* [Exercise brief]: The entries below should be copied exactly and completely.

········

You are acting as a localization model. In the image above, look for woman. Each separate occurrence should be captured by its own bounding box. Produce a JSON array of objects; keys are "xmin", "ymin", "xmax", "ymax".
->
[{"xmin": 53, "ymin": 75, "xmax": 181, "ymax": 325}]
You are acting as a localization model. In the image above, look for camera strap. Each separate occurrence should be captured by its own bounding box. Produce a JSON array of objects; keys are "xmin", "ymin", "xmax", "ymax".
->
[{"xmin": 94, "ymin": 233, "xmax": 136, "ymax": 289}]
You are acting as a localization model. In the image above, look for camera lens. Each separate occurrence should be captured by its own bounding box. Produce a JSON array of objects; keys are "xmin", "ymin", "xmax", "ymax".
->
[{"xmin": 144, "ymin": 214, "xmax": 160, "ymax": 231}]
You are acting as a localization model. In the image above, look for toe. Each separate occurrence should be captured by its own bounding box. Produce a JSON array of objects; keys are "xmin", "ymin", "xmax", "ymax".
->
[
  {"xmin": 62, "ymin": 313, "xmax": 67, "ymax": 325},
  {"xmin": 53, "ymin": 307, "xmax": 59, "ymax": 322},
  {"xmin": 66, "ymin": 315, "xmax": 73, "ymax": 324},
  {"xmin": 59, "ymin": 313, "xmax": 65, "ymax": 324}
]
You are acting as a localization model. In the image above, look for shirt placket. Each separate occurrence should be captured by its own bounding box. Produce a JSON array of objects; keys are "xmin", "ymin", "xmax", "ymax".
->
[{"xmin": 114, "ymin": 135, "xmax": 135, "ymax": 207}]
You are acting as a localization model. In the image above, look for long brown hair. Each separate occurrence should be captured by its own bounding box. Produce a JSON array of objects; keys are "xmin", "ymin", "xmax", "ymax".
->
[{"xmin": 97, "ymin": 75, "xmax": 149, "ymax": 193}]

········

* [Expected answer]:
You are acting as a localization model. In the image above, look for woman. Each separate occurrence should be captured by its own bounding box. Produce a JSON array of objects; keys are "xmin", "ymin", "xmax", "ymax".
->
[{"xmin": 53, "ymin": 75, "xmax": 181, "ymax": 325}]
You are acting as a localization model. In the image above, look for camera strap. Each separate occurrence should be captured by its own bounding box. Produce a JSON array of objects; keys are "xmin", "ymin", "xmax", "ymax".
->
[{"xmin": 94, "ymin": 233, "xmax": 136, "ymax": 289}]
You are acting as a localization model. In the image above, look for camera lens. Each separate occurrence should be captured by its own bounding box. Produce a JSON array of objects; keys are "xmin", "ymin", "xmax", "ymax".
->
[{"xmin": 144, "ymin": 214, "xmax": 160, "ymax": 231}]
You are acting as a localization model. In the image above, look for toe. Each separate occurrence should be captured by its own bounding box. Produce a JSON array of objects; keys are "xmin", "ymin", "xmax", "ymax".
->
[
  {"xmin": 62, "ymin": 313, "xmax": 67, "ymax": 325},
  {"xmin": 53, "ymin": 307, "xmax": 59, "ymax": 322},
  {"xmin": 66, "ymin": 315, "xmax": 73, "ymax": 324},
  {"xmin": 59, "ymin": 313, "xmax": 65, "ymax": 324}
]
You are acting as a localization model. In the image above, look for shirt placket. Each separate occurrence should be captured by its own bounding box. Produce a JSON array of objects; keys are "xmin", "ymin", "xmax", "ymax".
->
[{"xmin": 114, "ymin": 135, "xmax": 135, "ymax": 207}]
You are acting as a localization model. In the image above, look for long brown hair. Each separate occurrence should be captured by its own bounding box. Produce a JSON array of objects; keys are "xmin", "ymin", "xmax", "ymax".
->
[{"xmin": 97, "ymin": 75, "xmax": 149, "ymax": 193}]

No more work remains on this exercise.